(Aim of the task): Copy out exactly the lines from the one containing "Place a pin on every instance of the green roofed" to the end of the records below, both included, and nothing else.

(Provided records):
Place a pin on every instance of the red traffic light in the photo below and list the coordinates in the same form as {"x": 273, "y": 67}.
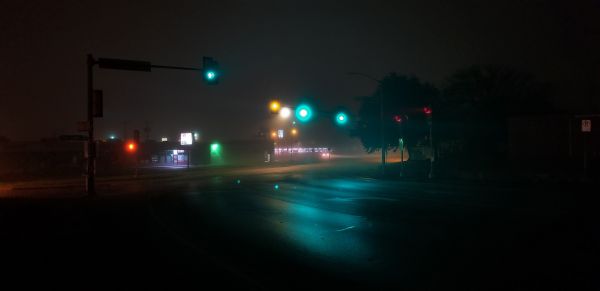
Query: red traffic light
{"x": 130, "y": 147}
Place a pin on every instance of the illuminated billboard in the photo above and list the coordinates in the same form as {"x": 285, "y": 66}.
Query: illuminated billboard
{"x": 186, "y": 138}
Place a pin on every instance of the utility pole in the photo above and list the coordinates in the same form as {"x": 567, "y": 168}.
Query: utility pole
{"x": 381, "y": 118}
{"x": 91, "y": 152}
{"x": 432, "y": 155}
{"x": 382, "y": 129}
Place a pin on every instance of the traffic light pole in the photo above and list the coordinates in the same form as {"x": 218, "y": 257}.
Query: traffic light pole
{"x": 382, "y": 129}
{"x": 91, "y": 152}
{"x": 116, "y": 64}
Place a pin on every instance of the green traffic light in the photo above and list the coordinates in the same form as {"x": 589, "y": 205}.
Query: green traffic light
{"x": 210, "y": 75}
{"x": 341, "y": 118}
{"x": 303, "y": 113}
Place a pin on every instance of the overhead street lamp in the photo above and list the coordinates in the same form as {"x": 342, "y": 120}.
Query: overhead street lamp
{"x": 381, "y": 119}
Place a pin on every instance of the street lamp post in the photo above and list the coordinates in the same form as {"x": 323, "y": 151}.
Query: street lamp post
{"x": 381, "y": 119}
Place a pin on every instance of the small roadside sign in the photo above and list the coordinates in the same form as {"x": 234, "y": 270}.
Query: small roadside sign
{"x": 586, "y": 125}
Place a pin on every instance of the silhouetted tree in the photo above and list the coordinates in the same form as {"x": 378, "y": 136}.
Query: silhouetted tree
{"x": 403, "y": 96}
{"x": 476, "y": 102}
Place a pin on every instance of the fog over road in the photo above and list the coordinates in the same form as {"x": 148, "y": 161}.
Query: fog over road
{"x": 297, "y": 227}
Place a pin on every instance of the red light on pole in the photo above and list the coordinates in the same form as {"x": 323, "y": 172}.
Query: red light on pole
{"x": 131, "y": 147}
{"x": 427, "y": 110}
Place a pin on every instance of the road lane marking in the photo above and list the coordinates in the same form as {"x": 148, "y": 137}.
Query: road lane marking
{"x": 346, "y": 228}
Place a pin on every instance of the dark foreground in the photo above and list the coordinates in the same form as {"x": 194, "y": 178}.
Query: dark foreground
{"x": 301, "y": 228}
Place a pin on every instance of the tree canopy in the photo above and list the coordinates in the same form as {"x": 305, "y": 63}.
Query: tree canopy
{"x": 404, "y": 98}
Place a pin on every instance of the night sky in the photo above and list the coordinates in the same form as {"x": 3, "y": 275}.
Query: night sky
{"x": 267, "y": 49}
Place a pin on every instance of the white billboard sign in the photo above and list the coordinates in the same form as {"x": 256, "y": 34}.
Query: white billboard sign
{"x": 186, "y": 138}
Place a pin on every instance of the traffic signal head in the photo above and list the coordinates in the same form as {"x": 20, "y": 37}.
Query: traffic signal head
{"x": 341, "y": 118}
{"x": 427, "y": 110}
{"x": 303, "y": 113}
{"x": 210, "y": 70}
{"x": 131, "y": 147}
{"x": 285, "y": 112}
{"x": 274, "y": 106}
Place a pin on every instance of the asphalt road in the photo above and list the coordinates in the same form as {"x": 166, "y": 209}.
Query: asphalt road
{"x": 299, "y": 227}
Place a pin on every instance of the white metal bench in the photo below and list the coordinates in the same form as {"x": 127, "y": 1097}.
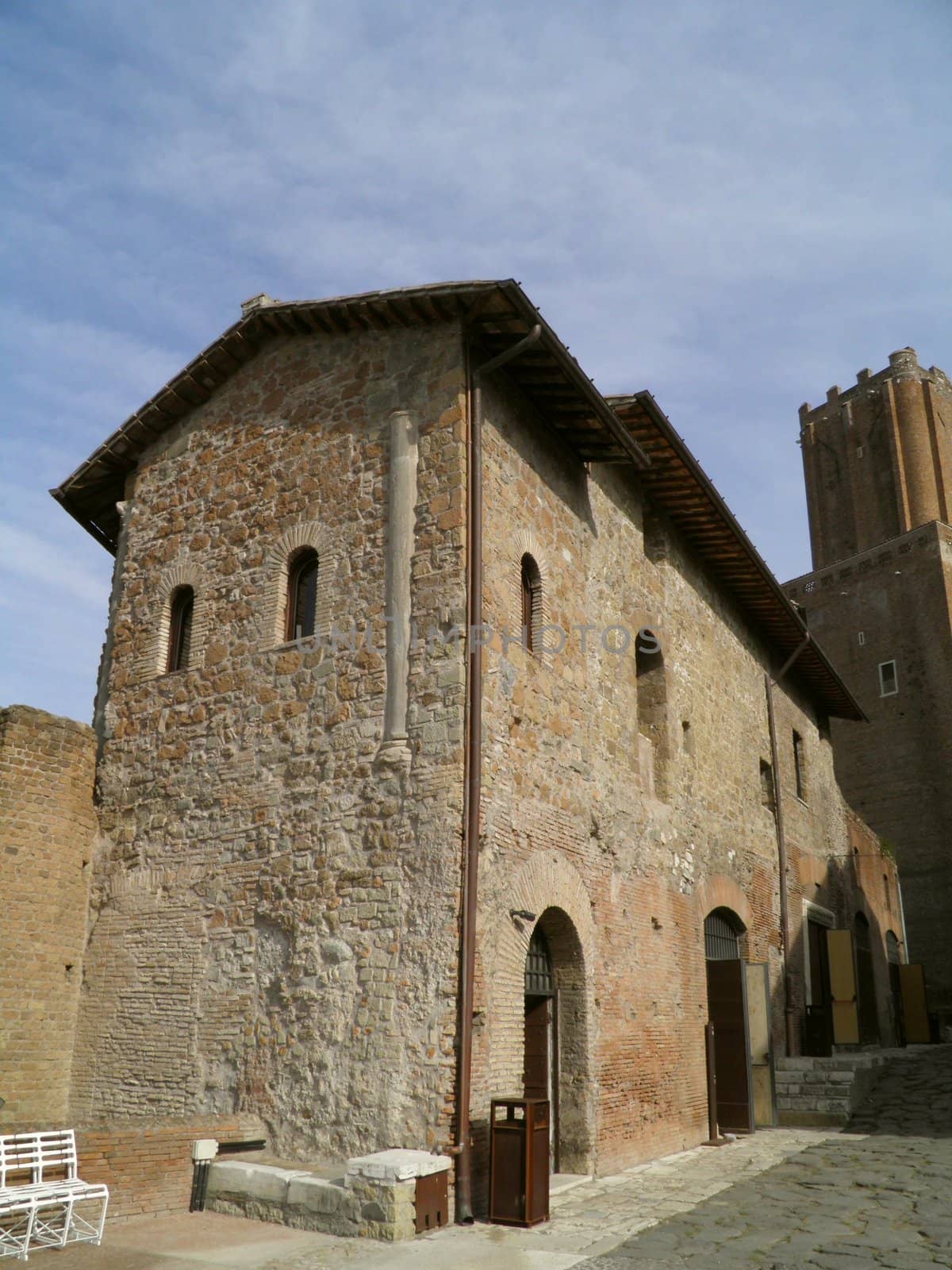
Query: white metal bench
{"x": 44, "y": 1204}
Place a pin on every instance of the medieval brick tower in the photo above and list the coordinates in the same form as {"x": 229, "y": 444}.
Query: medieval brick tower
{"x": 877, "y": 461}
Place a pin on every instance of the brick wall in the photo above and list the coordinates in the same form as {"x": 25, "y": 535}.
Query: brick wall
{"x": 48, "y": 829}
{"x": 877, "y": 459}
{"x": 276, "y": 910}
{"x": 146, "y": 1164}
{"x": 892, "y": 603}
{"x": 621, "y": 832}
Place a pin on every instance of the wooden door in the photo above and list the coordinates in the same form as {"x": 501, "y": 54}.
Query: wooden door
{"x": 866, "y": 983}
{"x": 761, "y": 1045}
{"x": 539, "y": 1019}
{"x": 846, "y": 1018}
{"x": 727, "y": 1011}
{"x": 916, "y": 1020}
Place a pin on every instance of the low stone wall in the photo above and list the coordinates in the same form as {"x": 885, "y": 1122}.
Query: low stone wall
{"x": 376, "y": 1198}
{"x": 145, "y": 1164}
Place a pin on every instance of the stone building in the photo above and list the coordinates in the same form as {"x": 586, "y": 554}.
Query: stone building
{"x": 296, "y": 740}
{"x": 877, "y": 461}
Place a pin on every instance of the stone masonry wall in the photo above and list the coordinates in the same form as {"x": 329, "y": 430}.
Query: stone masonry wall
{"x": 892, "y": 605}
{"x": 276, "y": 914}
{"x": 619, "y": 818}
{"x": 48, "y": 832}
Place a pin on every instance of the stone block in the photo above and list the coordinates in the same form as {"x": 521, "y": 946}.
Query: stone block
{"x": 397, "y": 1166}
{"x": 264, "y": 1183}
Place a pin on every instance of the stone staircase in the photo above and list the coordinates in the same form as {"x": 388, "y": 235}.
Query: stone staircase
{"x": 825, "y": 1091}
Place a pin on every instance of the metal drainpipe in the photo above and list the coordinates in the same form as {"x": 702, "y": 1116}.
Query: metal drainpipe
{"x": 473, "y": 762}
{"x": 782, "y": 845}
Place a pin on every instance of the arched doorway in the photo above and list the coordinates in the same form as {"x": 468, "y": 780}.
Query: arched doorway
{"x": 556, "y": 1038}
{"x": 727, "y": 1011}
{"x": 866, "y": 982}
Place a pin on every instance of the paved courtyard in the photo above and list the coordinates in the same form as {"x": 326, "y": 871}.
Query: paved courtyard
{"x": 877, "y": 1195}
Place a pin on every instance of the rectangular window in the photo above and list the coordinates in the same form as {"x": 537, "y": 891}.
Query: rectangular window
{"x": 766, "y": 784}
{"x": 889, "y": 685}
{"x": 799, "y": 765}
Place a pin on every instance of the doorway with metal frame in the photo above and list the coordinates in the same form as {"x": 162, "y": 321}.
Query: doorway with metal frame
{"x": 727, "y": 1011}
{"x": 541, "y": 1067}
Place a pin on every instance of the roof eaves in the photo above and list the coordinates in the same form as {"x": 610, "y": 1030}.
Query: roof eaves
{"x": 850, "y": 706}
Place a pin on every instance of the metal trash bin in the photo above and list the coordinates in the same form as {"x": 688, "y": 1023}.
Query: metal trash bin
{"x": 518, "y": 1161}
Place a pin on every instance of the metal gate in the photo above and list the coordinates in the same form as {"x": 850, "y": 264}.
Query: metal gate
{"x": 541, "y": 1052}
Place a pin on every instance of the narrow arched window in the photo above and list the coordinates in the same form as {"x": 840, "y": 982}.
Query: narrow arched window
{"x": 531, "y": 601}
{"x": 182, "y": 607}
{"x": 302, "y": 596}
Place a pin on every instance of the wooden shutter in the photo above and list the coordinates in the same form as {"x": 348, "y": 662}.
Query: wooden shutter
{"x": 846, "y": 1016}
{"x": 916, "y": 1019}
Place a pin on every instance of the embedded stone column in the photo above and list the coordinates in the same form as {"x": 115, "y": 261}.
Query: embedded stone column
{"x": 401, "y": 520}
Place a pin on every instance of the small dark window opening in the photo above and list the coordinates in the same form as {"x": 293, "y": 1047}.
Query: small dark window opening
{"x": 889, "y": 685}
{"x": 302, "y": 596}
{"x": 766, "y": 784}
{"x": 799, "y": 765}
{"x": 539, "y": 967}
{"x": 531, "y": 596}
{"x": 721, "y": 937}
{"x": 182, "y": 607}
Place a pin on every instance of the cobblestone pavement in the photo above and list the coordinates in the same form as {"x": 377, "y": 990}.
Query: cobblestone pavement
{"x": 587, "y": 1219}
{"x": 876, "y": 1197}
{"x": 879, "y": 1195}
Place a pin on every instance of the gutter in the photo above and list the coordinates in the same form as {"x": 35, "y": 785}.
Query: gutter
{"x": 473, "y": 766}
{"x": 782, "y": 845}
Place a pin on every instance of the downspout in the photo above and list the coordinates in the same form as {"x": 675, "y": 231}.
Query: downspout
{"x": 473, "y": 762}
{"x": 782, "y": 846}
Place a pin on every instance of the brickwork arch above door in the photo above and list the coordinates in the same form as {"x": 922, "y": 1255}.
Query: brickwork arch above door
{"x": 723, "y": 892}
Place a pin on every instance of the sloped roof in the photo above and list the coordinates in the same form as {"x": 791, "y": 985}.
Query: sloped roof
{"x": 678, "y": 484}
{"x": 628, "y": 429}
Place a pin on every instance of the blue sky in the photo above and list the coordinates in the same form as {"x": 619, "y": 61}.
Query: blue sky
{"x": 734, "y": 203}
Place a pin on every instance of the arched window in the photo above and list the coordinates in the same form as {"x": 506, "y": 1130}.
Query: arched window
{"x": 182, "y": 607}
{"x": 531, "y": 601}
{"x": 721, "y": 937}
{"x": 302, "y": 595}
{"x": 539, "y": 967}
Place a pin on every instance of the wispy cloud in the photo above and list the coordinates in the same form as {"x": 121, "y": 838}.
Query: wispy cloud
{"x": 733, "y": 203}
{"x": 44, "y": 564}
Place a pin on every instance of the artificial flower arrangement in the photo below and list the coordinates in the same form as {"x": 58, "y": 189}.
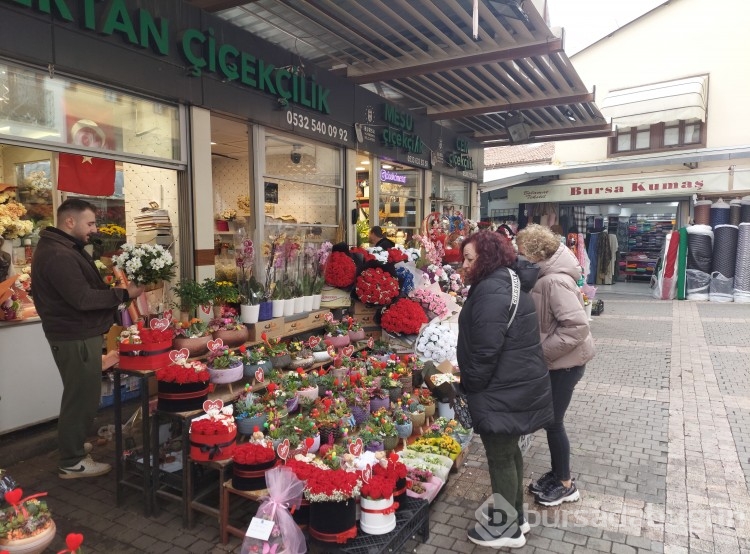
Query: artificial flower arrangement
{"x": 375, "y": 286}
{"x": 144, "y": 264}
{"x": 405, "y": 316}
{"x": 340, "y": 270}
{"x": 437, "y": 343}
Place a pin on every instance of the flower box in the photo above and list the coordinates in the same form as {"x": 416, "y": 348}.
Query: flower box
{"x": 145, "y": 356}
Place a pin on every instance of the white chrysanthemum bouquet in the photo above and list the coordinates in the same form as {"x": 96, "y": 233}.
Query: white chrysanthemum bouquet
{"x": 144, "y": 264}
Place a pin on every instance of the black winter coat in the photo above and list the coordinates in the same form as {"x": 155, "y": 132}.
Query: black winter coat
{"x": 503, "y": 370}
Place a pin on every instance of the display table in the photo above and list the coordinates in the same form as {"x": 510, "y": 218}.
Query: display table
{"x": 412, "y": 519}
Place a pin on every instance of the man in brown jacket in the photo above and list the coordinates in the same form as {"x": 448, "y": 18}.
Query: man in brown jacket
{"x": 76, "y": 308}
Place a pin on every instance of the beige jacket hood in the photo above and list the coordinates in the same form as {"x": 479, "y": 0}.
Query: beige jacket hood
{"x": 563, "y": 323}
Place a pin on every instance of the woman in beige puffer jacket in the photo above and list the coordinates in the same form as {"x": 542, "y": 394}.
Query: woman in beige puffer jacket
{"x": 567, "y": 344}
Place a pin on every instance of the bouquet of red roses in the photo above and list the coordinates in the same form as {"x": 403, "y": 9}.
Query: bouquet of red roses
{"x": 375, "y": 286}
{"x": 340, "y": 270}
{"x": 251, "y": 453}
{"x": 405, "y": 317}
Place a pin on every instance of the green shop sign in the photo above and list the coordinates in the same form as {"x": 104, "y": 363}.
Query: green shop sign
{"x": 198, "y": 47}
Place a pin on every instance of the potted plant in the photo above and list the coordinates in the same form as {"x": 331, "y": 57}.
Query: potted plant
{"x": 192, "y": 294}
{"x": 25, "y": 522}
{"x": 224, "y": 364}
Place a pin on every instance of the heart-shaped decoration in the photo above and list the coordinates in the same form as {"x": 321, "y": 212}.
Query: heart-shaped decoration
{"x": 355, "y": 448}
{"x": 283, "y": 449}
{"x": 215, "y": 405}
{"x": 215, "y": 345}
{"x": 14, "y": 496}
{"x": 179, "y": 355}
{"x": 159, "y": 324}
{"x": 74, "y": 541}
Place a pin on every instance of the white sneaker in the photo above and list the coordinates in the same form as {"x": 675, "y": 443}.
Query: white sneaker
{"x": 85, "y": 468}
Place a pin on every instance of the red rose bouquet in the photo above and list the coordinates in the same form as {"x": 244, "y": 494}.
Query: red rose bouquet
{"x": 251, "y": 453}
{"x": 375, "y": 286}
{"x": 405, "y": 316}
{"x": 340, "y": 270}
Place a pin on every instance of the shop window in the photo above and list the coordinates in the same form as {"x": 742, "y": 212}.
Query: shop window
{"x": 658, "y": 137}
{"x": 61, "y": 111}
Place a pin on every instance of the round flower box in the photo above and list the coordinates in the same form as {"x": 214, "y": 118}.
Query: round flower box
{"x": 181, "y": 397}
{"x": 247, "y": 425}
{"x": 247, "y": 477}
{"x": 234, "y": 337}
{"x": 333, "y": 521}
{"x": 378, "y": 517}
{"x": 228, "y": 375}
{"x": 30, "y": 545}
{"x": 338, "y": 341}
{"x": 197, "y": 346}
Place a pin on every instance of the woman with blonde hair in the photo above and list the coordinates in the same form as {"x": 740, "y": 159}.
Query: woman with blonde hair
{"x": 567, "y": 345}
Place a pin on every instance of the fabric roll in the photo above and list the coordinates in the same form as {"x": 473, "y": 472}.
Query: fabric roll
{"x": 735, "y": 211}
{"x": 719, "y": 213}
{"x": 702, "y": 212}
{"x": 700, "y": 248}
{"x": 725, "y": 249}
{"x": 742, "y": 265}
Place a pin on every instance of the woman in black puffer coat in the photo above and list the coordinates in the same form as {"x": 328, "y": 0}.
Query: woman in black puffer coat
{"x": 504, "y": 376}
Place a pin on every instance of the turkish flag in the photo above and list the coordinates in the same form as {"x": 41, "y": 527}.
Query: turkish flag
{"x": 86, "y": 175}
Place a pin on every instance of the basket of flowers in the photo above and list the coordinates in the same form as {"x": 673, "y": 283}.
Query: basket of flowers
{"x": 182, "y": 385}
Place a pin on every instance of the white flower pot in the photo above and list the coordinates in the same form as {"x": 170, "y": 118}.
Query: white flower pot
{"x": 377, "y": 523}
{"x": 249, "y": 314}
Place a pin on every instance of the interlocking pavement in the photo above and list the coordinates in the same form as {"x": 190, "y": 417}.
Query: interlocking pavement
{"x": 660, "y": 439}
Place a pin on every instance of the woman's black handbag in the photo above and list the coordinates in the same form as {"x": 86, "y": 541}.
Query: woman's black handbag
{"x": 461, "y": 411}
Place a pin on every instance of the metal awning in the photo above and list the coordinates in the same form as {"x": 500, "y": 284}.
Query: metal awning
{"x": 421, "y": 54}
{"x": 681, "y": 99}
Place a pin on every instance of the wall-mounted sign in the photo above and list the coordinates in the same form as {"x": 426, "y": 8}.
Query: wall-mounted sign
{"x": 643, "y": 187}
{"x": 392, "y": 177}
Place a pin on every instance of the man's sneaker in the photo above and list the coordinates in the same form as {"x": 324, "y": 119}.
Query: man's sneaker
{"x": 85, "y": 468}
{"x": 489, "y": 536}
{"x": 556, "y": 495}
{"x": 538, "y": 486}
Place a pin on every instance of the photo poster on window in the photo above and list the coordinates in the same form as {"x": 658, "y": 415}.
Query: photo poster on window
{"x": 271, "y": 192}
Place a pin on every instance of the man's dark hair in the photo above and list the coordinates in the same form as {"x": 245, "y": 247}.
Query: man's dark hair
{"x": 74, "y": 205}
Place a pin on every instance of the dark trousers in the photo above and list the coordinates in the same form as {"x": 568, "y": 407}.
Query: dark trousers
{"x": 505, "y": 463}
{"x": 564, "y": 382}
{"x": 80, "y": 365}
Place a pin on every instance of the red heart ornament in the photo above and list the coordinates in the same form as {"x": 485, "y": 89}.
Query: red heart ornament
{"x": 283, "y": 449}
{"x": 355, "y": 448}
{"x": 74, "y": 541}
{"x": 14, "y": 496}
{"x": 215, "y": 344}
{"x": 209, "y": 405}
{"x": 179, "y": 355}
{"x": 159, "y": 324}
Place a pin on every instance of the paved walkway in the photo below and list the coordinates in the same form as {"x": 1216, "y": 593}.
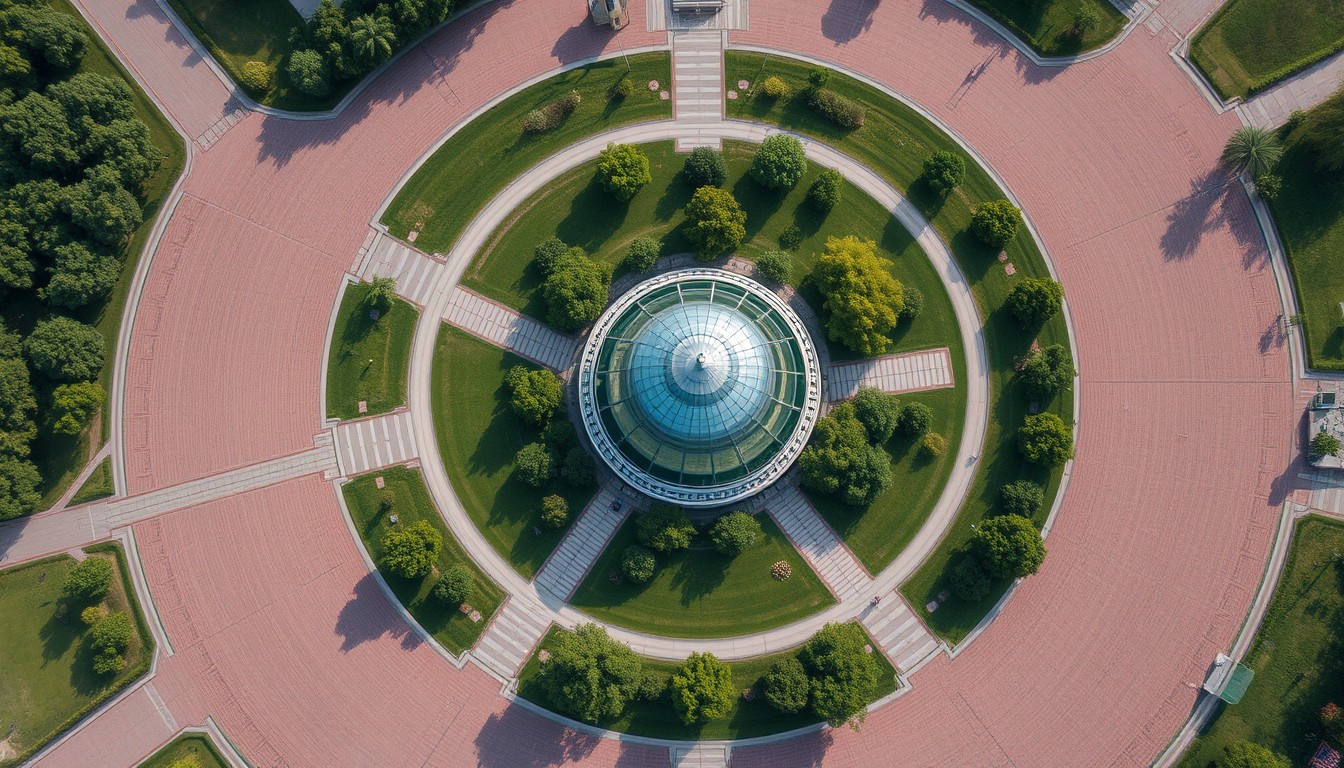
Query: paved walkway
{"x": 506, "y": 327}
{"x": 911, "y": 371}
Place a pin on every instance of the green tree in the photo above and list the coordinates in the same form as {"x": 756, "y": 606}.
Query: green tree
{"x": 590, "y": 675}
{"x": 1044, "y": 439}
{"x": 702, "y": 689}
{"x": 65, "y": 350}
{"x": 714, "y": 222}
{"x": 734, "y": 533}
{"x": 778, "y": 162}
{"x": 410, "y": 552}
{"x": 862, "y": 297}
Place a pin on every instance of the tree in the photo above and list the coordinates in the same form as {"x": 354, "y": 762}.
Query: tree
{"x": 1035, "y": 300}
{"x": 590, "y": 675}
{"x": 65, "y": 350}
{"x": 622, "y": 170}
{"x": 778, "y": 162}
{"x": 74, "y": 405}
{"x": 1047, "y": 371}
{"x": 704, "y": 167}
{"x": 534, "y": 393}
{"x": 534, "y": 464}
{"x": 1008, "y": 546}
{"x": 702, "y": 689}
{"x": 664, "y": 527}
{"x": 995, "y": 222}
{"x": 575, "y": 291}
{"x": 1022, "y": 498}
{"x": 878, "y": 412}
{"x": 843, "y": 674}
{"x": 410, "y": 552}
{"x": 1044, "y": 439}
{"x": 88, "y": 581}
{"x": 1253, "y": 149}
{"x": 715, "y": 222}
{"x": 786, "y": 685}
{"x": 862, "y": 297}
{"x": 825, "y": 191}
{"x": 944, "y": 171}
{"x": 840, "y": 460}
{"x": 734, "y": 533}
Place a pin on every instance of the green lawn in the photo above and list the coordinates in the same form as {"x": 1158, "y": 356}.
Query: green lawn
{"x": 702, "y": 593}
{"x": 477, "y": 437}
{"x": 1297, "y": 654}
{"x": 190, "y": 747}
{"x": 49, "y": 679}
{"x": 487, "y": 154}
{"x": 894, "y": 125}
{"x": 370, "y": 359}
{"x": 1047, "y": 26}
{"x": 1309, "y": 214}
{"x": 1250, "y": 45}
{"x": 450, "y": 627}
{"x": 657, "y": 720}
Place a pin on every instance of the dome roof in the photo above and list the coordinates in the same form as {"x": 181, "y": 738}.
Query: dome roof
{"x": 699, "y": 386}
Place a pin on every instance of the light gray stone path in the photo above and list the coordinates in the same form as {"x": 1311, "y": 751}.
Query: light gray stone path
{"x": 911, "y": 371}
{"x": 385, "y": 256}
{"x": 57, "y": 531}
{"x": 817, "y": 544}
{"x": 581, "y": 545}
{"x": 374, "y": 443}
{"x": 899, "y": 632}
{"x": 511, "y": 636}
{"x": 507, "y": 328}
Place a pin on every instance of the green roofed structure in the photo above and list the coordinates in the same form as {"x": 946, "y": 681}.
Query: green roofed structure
{"x": 699, "y": 388}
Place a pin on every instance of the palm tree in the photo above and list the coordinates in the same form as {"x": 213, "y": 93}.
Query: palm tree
{"x": 371, "y": 38}
{"x": 1253, "y": 149}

(Answer in full):
Place a pin on every instance of the green roofed structure in the photo above and list the coordinates in the same form as {"x": 946, "y": 681}.
Query: green roofed structure
{"x": 699, "y": 388}
Place a pin on every instance of the palm tree in the photo above and list the coordinates in the same form as {"x": 213, "y": 93}.
Query: palm tree
{"x": 371, "y": 38}
{"x": 1253, "y": 149}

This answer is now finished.